▶ _Records supplied_:

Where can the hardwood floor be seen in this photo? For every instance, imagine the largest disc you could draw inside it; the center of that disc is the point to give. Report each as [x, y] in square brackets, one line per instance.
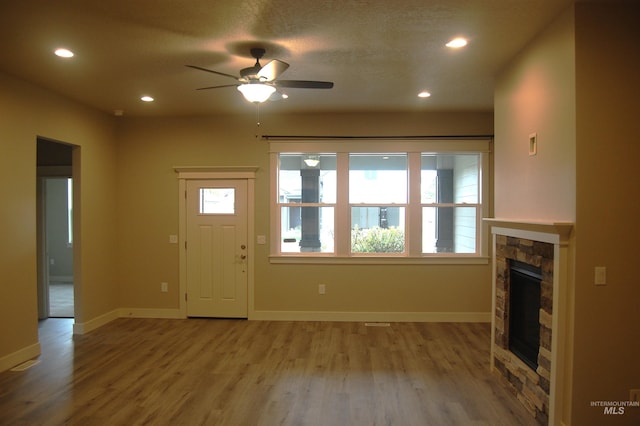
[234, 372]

==

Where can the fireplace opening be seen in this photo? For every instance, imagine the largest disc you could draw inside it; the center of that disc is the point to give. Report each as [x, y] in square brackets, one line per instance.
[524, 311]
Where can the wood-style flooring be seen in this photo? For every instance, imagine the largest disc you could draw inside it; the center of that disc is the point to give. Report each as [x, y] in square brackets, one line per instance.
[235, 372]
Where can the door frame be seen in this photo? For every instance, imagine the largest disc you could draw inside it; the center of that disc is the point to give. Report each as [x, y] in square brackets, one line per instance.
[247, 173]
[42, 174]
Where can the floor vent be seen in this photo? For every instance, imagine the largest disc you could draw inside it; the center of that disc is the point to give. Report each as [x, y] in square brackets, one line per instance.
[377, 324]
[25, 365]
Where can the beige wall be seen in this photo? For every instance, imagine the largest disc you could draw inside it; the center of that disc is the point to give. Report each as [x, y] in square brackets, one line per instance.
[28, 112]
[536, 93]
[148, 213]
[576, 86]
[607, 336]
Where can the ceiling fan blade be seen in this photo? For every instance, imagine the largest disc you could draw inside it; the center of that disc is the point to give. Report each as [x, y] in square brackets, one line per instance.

...

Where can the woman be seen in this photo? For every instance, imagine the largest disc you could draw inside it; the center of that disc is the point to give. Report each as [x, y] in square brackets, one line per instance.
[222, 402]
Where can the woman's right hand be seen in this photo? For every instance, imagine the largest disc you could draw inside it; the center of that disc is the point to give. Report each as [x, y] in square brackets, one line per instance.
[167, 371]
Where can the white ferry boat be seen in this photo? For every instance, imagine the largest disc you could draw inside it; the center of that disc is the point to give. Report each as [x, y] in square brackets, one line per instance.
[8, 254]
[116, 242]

▶ _The problem_: Copy the listing exactly, starting at the line containing "Where can the floor" and ending at the line containing "Where can the ceiling", with both of those lines included.

▶ _Solution to this problem_:
Where can the floor vent be seen in this photo? For every instance, imagine the largest disc you could draw inside it; the center of that disc is the point to give. Report each as [x, y] in square brackets, one line per instance.
[377, 324]
[25, 365]
Where can the beige wall be seen in this photo? For every instance, imagine the largest disc you could draw inside it; the center of that disc is the point to give. Report each as [x, y] in square brackets, one line per instance.
[28, 112]
[536, 93]
[148, 213]
[576, 86]
[607, 336]
Where can the ceiling fan blade be seen in this photo? For every instance, imagine the largest disc you could draw inside it; the center of that disc is the point to give. Report each as [x, y] in square brackets, one line per instance.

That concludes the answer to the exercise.